Leistungsdruck im Konzertsaal

Mit Beruhigungsmittel auf die Bühne

Tabletten
Beruhigungsmittel © imago/blickwinkel
Von Christoph Richter · 14.03.2018
Durchfall und Brechreiz – der Fußball-Profi Per Mertesacker hat in einem Interview offen formuliert, was der Leistungsdruck mit ihm macht. Stress und Erwartungsangst kennen auch Orchestermusiker. Viele brauchen eine Therapie.
Der Mund wird trocken, die Hände zittern. Schweißausbrüche, Brechreiz und Herzrasen: So fühlt es sich für die Münchner Musikerin Konstanze an, wenn sie ein Solo spielen soll. Ihren richtigen Namen und noch nicht 'mal ihren Wohnort darf die Öffentlichkeit erfahren, weil ihre Karriere dran hänge, wie sie sagt. Kurz bevor der Dirigent den Taktstock hebt, um ihr den Einsatz zu geben, ist es um sie geschehen:
"Also ich habe während eines Konzertes, eine Stelle verlassen müssen. Wusste nicht mehr, wo ich war. Der Dirigent wurde puterrot und ich musste aussteigen und konnte nach einer gefühlten Ewigkeit erst wieder einsteigen…"

**BEREITGESTELLTE DATEN**
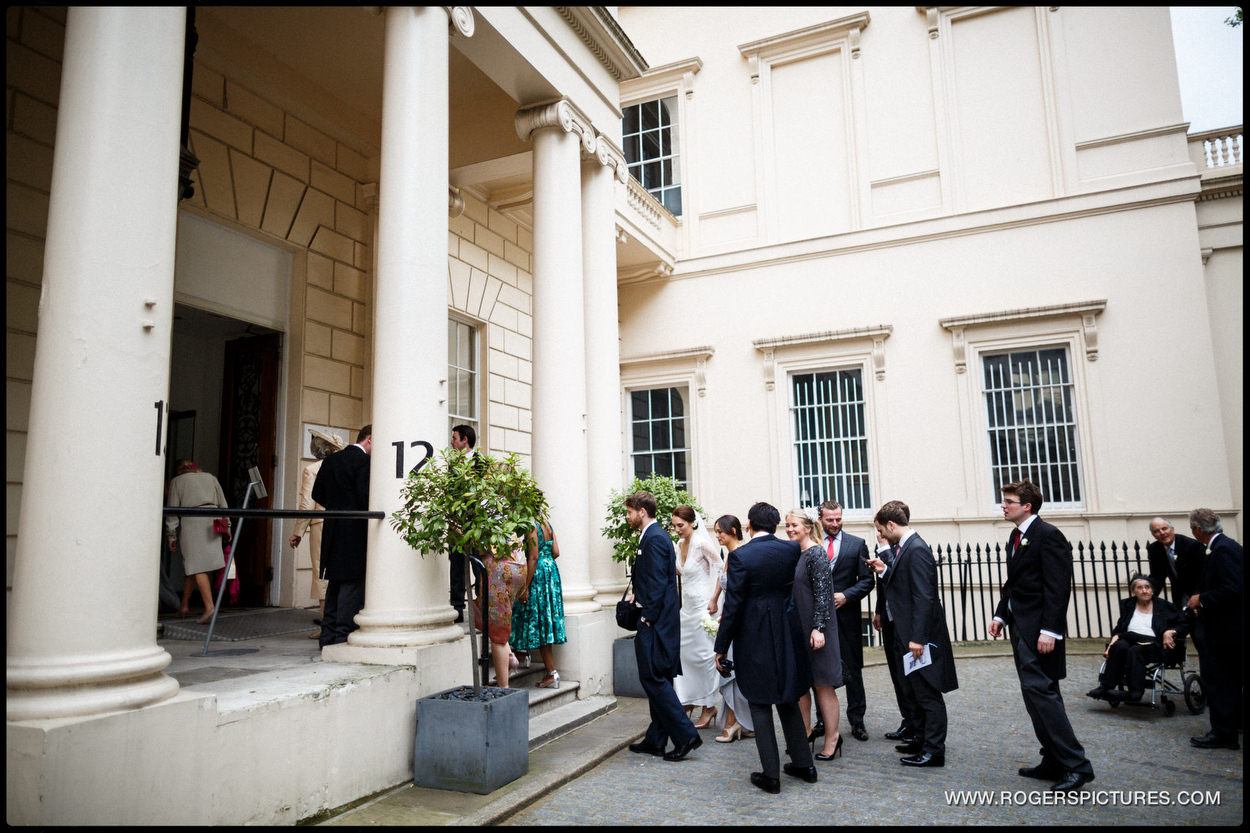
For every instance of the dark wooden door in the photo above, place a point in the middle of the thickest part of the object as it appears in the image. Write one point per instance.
(249, 409)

**ZU BEARBEITENDE AUFGABEN**
(A) Kopiere aus dem Artikel über Leistungsdruck im Konzertsaal wortgetreu die Passage, die mit „Mit Beruhigungsmittel auf“ beginnt und mit „brauchen eine Therapie.“ endet.
(B) Schreibe den Artikel über Leistungsdruck im Konzertsaal weiter und knüpfe dabei an seinen letzten Satz an.

**ERWARTETE ERGEBNISSE**
(A)
Mit Beruhigungsmittel auf die Bühne

Tabletten
Beruhigungsmittel © imago/blickwinkel
Von Christoph Richter · 14.03.2018
Durchfall und Brechreiz – der Fußball-Profi Per Mertesacker hat in einem Interview offen formuliert, was der Leistungsdruck mit ihm macht. Stress und Erwartungsangst kennen auch Orchestermusiker. Viele brauchen eine Therapie.

(B)
Selbst leichte Konzerte wurden für Konstanze zur Qual. Bis sie zu Hilfsmitteln griff, zu Pillen, erzählt sie:

"Eines dieser Medikamente ist natürlich der klassische Beta-Blocker, der dann genommen wird, eine oder zwei Stunden vor dem Auftritt…"
Und der Berliner Helmut Möller, Psychoanalytiker und Spezialist in der Behandlung von Musikern mit Auftrittsängsten, erklärt:
"Das ist ein Medikament mit den wenigsten Nebenwirkungen, weil es ja nur verhindert, dass der Herzschlag stärker wird. Und ich dadurch auch das Gefühl habe: Ich bin ruhig und kann mich jetzt auch der Konzentration, der Musik hingeben."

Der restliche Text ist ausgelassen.